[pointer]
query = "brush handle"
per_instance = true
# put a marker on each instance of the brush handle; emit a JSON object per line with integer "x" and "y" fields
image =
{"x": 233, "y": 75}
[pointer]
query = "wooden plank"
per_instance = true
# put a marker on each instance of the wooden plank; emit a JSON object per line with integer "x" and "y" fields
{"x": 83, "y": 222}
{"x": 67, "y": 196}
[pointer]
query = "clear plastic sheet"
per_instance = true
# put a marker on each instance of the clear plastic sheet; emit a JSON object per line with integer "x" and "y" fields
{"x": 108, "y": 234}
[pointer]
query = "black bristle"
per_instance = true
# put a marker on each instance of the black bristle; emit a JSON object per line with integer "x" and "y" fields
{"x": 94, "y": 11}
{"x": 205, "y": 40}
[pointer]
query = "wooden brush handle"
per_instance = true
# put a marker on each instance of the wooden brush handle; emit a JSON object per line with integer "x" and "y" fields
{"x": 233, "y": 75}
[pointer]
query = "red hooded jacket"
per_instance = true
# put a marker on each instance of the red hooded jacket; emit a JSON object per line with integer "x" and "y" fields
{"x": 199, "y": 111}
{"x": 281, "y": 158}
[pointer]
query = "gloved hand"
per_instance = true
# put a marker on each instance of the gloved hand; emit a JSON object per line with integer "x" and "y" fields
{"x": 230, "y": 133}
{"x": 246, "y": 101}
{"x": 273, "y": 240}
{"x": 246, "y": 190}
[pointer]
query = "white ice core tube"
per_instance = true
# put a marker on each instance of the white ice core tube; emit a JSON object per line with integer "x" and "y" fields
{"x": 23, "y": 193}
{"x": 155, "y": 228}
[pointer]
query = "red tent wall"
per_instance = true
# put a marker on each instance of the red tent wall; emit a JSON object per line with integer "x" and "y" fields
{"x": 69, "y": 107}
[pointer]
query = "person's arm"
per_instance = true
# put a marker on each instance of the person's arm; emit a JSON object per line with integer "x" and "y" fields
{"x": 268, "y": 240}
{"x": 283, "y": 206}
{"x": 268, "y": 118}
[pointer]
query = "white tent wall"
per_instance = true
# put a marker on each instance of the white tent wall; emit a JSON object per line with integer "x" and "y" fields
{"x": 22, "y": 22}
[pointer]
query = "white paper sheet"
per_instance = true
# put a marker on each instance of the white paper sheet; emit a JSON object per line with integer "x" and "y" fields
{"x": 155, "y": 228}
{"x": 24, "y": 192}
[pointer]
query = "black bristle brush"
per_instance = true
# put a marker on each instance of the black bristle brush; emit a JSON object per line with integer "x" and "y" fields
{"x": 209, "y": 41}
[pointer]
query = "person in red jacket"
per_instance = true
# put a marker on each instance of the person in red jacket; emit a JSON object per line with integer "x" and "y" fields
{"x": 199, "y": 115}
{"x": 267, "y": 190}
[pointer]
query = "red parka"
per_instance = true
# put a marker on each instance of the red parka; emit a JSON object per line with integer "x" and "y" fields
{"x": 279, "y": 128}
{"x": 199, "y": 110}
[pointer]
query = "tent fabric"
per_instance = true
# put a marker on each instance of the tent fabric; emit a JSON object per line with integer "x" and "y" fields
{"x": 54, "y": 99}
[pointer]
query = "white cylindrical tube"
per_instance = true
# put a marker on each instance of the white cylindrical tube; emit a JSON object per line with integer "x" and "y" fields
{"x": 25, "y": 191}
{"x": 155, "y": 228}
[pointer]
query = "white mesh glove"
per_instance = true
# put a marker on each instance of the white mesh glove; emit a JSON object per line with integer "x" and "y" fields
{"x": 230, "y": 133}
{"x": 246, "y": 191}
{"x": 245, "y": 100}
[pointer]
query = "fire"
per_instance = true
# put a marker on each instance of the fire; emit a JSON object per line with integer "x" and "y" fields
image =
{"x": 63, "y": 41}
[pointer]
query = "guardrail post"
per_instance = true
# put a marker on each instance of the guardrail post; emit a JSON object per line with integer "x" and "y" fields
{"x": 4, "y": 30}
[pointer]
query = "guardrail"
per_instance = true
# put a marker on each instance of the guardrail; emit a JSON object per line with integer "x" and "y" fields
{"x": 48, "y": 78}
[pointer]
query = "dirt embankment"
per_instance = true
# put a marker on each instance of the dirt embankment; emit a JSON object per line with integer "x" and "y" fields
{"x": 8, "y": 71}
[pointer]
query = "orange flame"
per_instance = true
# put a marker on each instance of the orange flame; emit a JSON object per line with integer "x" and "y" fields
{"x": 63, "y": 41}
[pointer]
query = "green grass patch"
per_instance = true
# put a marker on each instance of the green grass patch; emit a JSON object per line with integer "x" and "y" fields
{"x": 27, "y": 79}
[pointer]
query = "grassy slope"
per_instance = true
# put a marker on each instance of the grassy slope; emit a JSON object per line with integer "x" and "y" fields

## WHAT IS EXPECTED
The word "slope" appears in some lines above. Return every one of those lines.

## EXERCISE OUTPUT
query = "grassy slope"
# put a marker on each instance of the grassy slope; emit a JSON object per line with integer "x" and "y" fields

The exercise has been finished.